Activity =>
For this exercise, repeat each entry exactly as written.

Dataset entries =>
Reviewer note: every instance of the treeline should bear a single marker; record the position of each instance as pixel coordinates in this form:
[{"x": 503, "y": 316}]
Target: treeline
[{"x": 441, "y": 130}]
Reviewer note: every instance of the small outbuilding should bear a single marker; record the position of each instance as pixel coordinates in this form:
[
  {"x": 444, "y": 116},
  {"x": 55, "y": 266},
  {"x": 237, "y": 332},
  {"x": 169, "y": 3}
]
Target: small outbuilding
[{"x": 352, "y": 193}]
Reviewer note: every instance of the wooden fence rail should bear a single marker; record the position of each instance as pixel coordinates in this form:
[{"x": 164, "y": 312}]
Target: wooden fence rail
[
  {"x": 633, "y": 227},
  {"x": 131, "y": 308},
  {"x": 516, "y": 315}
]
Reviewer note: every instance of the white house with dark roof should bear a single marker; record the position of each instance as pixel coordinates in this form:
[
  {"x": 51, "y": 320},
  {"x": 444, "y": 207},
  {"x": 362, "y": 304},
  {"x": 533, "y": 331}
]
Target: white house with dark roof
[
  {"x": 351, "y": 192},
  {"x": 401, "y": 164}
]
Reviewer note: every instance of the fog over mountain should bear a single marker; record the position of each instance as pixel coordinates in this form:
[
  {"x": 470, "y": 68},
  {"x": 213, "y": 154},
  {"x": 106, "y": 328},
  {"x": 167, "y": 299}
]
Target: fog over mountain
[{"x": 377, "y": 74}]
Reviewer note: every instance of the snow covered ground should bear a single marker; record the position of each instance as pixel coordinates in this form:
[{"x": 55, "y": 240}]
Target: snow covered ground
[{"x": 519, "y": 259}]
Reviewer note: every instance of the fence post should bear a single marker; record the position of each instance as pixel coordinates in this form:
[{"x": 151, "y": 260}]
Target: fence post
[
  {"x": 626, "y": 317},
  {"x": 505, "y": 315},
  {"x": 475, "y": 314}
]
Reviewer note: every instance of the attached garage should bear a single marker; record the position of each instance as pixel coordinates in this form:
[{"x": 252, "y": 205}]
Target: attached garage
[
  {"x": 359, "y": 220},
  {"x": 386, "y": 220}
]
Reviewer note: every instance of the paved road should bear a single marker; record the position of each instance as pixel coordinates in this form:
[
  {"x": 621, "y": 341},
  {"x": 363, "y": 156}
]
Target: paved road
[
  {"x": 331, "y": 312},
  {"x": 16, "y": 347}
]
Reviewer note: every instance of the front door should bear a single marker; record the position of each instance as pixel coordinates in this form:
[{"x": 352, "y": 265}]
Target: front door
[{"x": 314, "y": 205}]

Task response =>
Reviewer note: every instance of the treeline should bear a single marker; record the position of each instance as pixel coordinates in this form:
[{"x": 503, "y": 316}]
Target: treeline
[{"x": 441, "y": 130}]
Reviewer note: every instance of the small outbuilding should bear a single marker; record the position of each instance as pixel coordinates in this form:
[
  {"x": 444, "y": 116},
  {"x": 55, "y": 266},
  {"x": 237, "y": 332},
  {"x": 169, "y": 3}
]
Target: small outbuilding
[{"x": 352, "y": 193}]
Reviewer note: every instance of the wooden fence rail should bear a single marker; record the position of each instance as pixel coordinates in this form:
[{"x": 164, "y": 312}]
Target: wooden fence rail
[
  {"x": 633, "y": 227},
  {"x": 131, "y": 308},
  {"x": 516, "y": 315}
]
Reviewer note: every instance of the white house with dark roof should bear a single marker; record the position of each instance as pixel coordinates in this form:
[
  {"x": 51, "y": 320},
  {"x": 444, "y": 207},
  {"x": 362, "y": 304},
  {"x": 533, "y": 331}
]
Target: white house with dark roof
[
  {"x": 351, "y": 192},
  {"x": 401, "y": 164}
]
Reviewer note: every instance of the fog over mountain should bear a single marker; record the position of each instance as pixel coordinates in this form:
[
  {"x": 470, "y": 68},
  {"x": 213, "y": 154},
  {"x": 106, "y": 328},
  {"x": 167, "y": 299}
]
Target: fog over mountain
[{"x": 377, "y": 74}]
Reviewer note: every instance of the snow covered ground should bear a single marker; record the position of each instance as pixel coordinates in this form:
[{"x": 55, "y": 240}]
Target: snow covered ground
[{"x": 519, "y": 259}]
Reviewer note: every instance of the fence post should bear a single marker; record the position of each instance as pixel coordinates in this form:
[{"x": 151, "y": 260}]
Target: fence post
[
  {"x": 626, "y": 317},
  {"x": 505, "y": 315},
  {"x": 475, "y": 314}
]
Reviewer note: every instance of the attached garage should bear a single marker; record the position of each instance as pixel coordinates in this form:
[{"x": 252, "y": 205}]
Target: attached garage
[
  {"x": 359, "y": 220},
  {"x": 386, "y": 220}
]
Reviewer note: every instance of the paved road should bear a single marker; record the position of each instance as pixel coordinates in this form:
[
  {"x": 621, "y": 341},
  {"x": 363, "y": 156}
]
Target: paved road
[
  {"x": 331, "y": 312},
  {"x": 16, "y": 347}
]
Reviewer note: every instance of the front door should bear a single marker; record the position of each instance as pixel coordinates in this form:
[{"x": 352, "y": 265}]
Target: front door
[{"x": 314, "y": 205}]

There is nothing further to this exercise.